» **PROBLEM TO WORK ON**
Under no circumstances alter the records; copy each one exactly.

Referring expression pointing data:
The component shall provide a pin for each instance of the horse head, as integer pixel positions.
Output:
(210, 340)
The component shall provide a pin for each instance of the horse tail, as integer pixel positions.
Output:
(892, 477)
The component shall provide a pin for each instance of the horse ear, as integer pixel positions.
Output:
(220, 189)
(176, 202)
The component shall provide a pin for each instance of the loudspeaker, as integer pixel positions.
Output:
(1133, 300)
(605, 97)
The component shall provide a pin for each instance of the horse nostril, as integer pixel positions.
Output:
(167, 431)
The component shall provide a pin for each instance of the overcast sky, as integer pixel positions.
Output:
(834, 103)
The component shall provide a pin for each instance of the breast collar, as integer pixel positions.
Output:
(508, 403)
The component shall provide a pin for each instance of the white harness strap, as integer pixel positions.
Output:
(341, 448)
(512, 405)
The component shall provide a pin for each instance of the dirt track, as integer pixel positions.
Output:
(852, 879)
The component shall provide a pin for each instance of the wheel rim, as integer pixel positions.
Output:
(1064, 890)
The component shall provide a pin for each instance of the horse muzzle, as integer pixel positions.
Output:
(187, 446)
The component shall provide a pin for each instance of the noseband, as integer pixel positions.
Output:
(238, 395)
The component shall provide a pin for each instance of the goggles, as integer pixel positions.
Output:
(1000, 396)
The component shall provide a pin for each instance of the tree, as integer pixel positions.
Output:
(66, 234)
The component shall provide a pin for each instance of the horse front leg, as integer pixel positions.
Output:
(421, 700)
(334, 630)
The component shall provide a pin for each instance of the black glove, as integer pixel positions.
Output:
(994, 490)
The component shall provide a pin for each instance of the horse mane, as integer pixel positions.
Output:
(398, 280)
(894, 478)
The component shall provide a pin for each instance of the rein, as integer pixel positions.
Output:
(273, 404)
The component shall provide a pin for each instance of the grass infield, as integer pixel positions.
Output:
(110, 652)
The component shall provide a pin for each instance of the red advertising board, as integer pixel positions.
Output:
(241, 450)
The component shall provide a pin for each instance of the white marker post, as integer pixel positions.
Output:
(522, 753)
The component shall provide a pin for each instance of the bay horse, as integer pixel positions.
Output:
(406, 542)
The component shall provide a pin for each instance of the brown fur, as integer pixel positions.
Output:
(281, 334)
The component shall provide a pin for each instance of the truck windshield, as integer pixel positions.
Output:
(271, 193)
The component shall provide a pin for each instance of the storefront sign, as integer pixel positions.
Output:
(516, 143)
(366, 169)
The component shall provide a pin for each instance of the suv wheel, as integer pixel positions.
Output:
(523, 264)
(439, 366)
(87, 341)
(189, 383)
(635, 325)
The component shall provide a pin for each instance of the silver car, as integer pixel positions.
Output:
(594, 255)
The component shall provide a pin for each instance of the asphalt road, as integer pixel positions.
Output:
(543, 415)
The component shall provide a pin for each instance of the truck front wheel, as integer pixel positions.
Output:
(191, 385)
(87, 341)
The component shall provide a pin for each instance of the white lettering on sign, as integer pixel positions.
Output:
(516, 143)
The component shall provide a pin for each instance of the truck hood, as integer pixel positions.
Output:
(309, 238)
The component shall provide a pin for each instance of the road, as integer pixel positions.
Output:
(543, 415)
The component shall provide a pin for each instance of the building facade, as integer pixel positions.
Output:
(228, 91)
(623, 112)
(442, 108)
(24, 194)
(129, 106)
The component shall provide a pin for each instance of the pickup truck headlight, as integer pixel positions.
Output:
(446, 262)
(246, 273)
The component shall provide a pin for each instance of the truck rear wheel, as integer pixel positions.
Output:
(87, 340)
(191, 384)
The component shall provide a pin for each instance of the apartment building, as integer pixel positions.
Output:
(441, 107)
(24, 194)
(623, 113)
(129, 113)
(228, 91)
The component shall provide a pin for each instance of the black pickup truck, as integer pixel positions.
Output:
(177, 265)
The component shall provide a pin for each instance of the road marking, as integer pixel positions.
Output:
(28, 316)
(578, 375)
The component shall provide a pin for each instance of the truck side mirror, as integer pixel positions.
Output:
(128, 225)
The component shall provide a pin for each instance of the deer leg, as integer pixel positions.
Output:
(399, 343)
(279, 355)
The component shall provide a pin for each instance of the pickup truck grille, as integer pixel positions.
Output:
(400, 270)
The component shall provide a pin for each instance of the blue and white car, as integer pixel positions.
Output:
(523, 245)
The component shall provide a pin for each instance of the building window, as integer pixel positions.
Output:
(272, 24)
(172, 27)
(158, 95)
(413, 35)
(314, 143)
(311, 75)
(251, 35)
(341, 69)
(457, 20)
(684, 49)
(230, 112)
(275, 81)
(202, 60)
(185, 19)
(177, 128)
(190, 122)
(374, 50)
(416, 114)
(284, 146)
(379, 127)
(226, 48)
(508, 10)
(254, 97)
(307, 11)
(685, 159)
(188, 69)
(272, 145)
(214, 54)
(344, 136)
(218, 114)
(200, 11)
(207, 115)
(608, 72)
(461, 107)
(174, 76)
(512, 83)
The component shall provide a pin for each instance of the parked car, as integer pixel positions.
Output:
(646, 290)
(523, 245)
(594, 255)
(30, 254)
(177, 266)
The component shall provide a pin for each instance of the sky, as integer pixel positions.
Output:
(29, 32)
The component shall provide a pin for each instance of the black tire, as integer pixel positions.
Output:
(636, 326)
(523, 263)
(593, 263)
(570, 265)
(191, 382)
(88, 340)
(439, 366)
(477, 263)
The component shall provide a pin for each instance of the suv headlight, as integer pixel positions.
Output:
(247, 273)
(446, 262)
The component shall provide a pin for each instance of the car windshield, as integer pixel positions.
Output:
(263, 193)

» **ANSWER TO THIS EXERCISE**
The component shall provide a pin for each instance of the horse head, as integer pixel positions.
Output:
(210, 340)
The component shall provide a pin for each instance of the horse tail, as integer pixel positions.
Output:
(892, 477)
The component shall provide a pin for each instance of the horse ear, as integer pixel positions.
Output:
(220, 189)
(176, 202)
The component shall provide a pin for each instance of the loudspeaker, as integer pixel positions.
Output:
(1133, 300)
(605, 97)
The component shall provide a pin for each instance of the horse nostril, as integer pixel positions.
Output:
(167, 431)
The component shall provide a pin for each instance of the overcast sky, as integer pixel positions.
Output:
(834, 103)
The component shall provide a pin for each instance of the breast collar, as integer pixel positions.
Output:
(508, 403)
The component shall provide a pin for each instance of the white harness strap, as integer pixel positions.
Output:
(341, 448)
(512, 405)
The component shall provide a pin for each instance of the dirt track, as integer pixel positions.
Output:
(852, 879)
The component shall provide a pin for each instance of the wheel rim, as integer pixel positions.
Output:
(1064, 890)
The component shall provide a pin for each instance of the horse muzzle, as integer pixel positions.
Output:
(187, 446)
The component shall provide a pin for each instance of the noseband, as integer pixel positions.
Output:
(238, 395)
The component shall provide a pin for each instance of the goggles, as integer pixel positions.
Output:
(1000, 396)
The component shall provide a pin for each instance of the tree, as integer pixel positions.
Output:
(66, 234)
The component shall provide a pin for each instance of the horse front leg, as integer pixel positions.
Output:
(421, 700)
(334, 630)
The component shall provide a pin for each instance of the black glove, as integer pixel positions.
Output:
(994, 490)
The component shall provide a pin for each instance of the horse mane, as integer pixel positions.
Output:
(398, 280)
(894, 478)
The component shall provide a pin for each instance of the rein, as integer pixel positions.
Output:
(273, 404)
The component shall provide a pin for each instance of the grass infield, as integer pixel positions.
Output:
(110, 652)
The component shall provide a pin for each instance of the red advertising board, as integer pixel positions.
Output:
(241, 450)
The component shall provide a pin for each instance of the white marker post, as integer pixel positions.
Output:
(522, 753)
The component shall provide a pin for each instance of the bay horse, as integer pixel positions.
Output:
(406, 542)
The component shall provide a pin for each instance of the brown fur, as integer pixel positions.
Output:
(281, 334)
The component shall provide a pin for each instance of the truck windshield, as integer pixel positions.
Output:
(271, 193)
The component shall provide a pin for each instance of the storefront sign, as integer pixel positions.
Output:
(516, 143)
(366, 169)
The component shall provide a pin for each instance of the suv wheel, as integer pixel positions.
Output:
(523, 264)
(439, 366)
(87, 341)
(189, 383)
(635, 325)
The component shall provide a pin for each instance of the silver car, as integer pixel positions.
Output:
(594, 255)
The component shall provide a pin for each instance of the asphalt road, as integer pixel positions.
Output:
(543, 415)
The component shall provide a pin for each instance of the truck front wheel, as integer pixel positions.
Output:
(191, 385)
(87, 341)
The component shall provide a pin for each instance of the white lettering on sign, as integer pixel positions.
Output:
(516, 143)
The component shall provide a pin for each instance of the truck hood, as integer pixel positions.
Output:
(309, 238)
The component shall provide a pin for each instance of the road, as integer pixel positions.
Output:
(543, 415)
The component shall provide a pin for each instance of the building facade, as integer pixel positions.
Output:
(228, 91)
(623, 112)
(442, 108)
(24, 194)
(129, 106)
The component shall provide a pin for each instance of the pickup truck headlight, as integer pixel positions.
Output:
(446, 262)
(246, 273)
The component shall provide a pin for each instance of the truck rear wheel, as integer pixel positions.
Output:
(87, 340)
(191, 384)
The component shall provide a pin for each instance of the apartment building, as integer pixel positions.
Output:
(441, 107)
(24, 194)
(623, 113)
(129, 113)
(228, 91)
The component shall provide a pin for each instance of the black pickup truck, as integer pixel positions.
Output:
(177, 265)
The component shall provide a pin for each instance of the road marking, as integer pixel positions.
Output:
(28, 316)
(578, 375)
The component shall provide a pin for each instance of the truck side mirror, as integer pixel positions.
Output:
(128, 225)
The component shall provide a pin for each instance of the deer leg, as integer pixel positions.
Output:
(399, 343)
(279, 355)
The component shall provide a pin for each instance of the pickup truck grille, as integer pixel positions.
Output:
(400, 270)
The component shall provide a pin for each instance of the blue and white car, as integer pixel positions.
Output:
(523, 245)
The component shall provide a pin for each instance of the building window, as integer pixel positions.
Output:
(272, 24)
(172, 27)
(158, 95)
(413, 35)
(314, 143)
(311, 75)
(251, 35)
(341, 69)
(457, 20)
(684, 49)
(230, 112)
(275, 81)
(202, 60)
(185, 19)
(177, 128)
(190, 122)
(374, 50)
(416, 114)
(284, 146)
(379, 127)
(226, 48)
(508, 10)
(254, 97)
(307, 11)
(685, 159)
(188, 69)
(272, 145)
(214, 54)
(344, 136)
(218, 114)
(200, 11)
(207, 115)
(608, 72)
(461, 107)
(174, 76)
(512, 83)
The component shall provide a pin for each instance of the parked car, as integer pixel positions.
Output:
(646, 290)
(523, 245)
(594, 255)
(30, 254)
(177, 266)
The component shall provide a pin for each instance of the sky, as integer pixel positions.
Output:
(29, 32)
The component shall provide a pin for each instance of the black tire, as integer pixel positions.
Output:
(636, 326)
(523, 263)
(593, 263)
(570, 265)
(191, 382)
(88, 340)
(439, 366)
(477, 263)
The component shall provide a pin for each instance of the suv headlight, as integer pixel positions.
Output:
(247, 273)
(446, 262)
The component shall provide a pin for each instance of the car windshield, as integer pixel positions.
Output:
(263, 193)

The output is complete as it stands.